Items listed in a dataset
● ● ● ●

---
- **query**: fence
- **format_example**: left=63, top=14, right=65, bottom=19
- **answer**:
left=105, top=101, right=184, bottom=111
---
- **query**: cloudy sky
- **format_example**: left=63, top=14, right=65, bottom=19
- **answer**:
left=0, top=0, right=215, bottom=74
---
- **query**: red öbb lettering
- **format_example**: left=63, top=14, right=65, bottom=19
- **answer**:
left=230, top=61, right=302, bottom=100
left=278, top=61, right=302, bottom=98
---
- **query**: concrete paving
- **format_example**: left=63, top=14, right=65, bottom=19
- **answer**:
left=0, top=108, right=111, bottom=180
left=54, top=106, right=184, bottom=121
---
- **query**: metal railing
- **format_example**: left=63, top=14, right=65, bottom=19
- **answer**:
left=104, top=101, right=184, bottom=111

● ● ● ●

WRITTEN PROBLEM: Pull out every line above that contains the string "query", and copy each one. Case counts.

COMPLETE OUTPUT:
- **query**: fence
- **query**: cloudy sky
- **query**: red öbb lettering
- **query**: concrete paving
- **query**: metal railing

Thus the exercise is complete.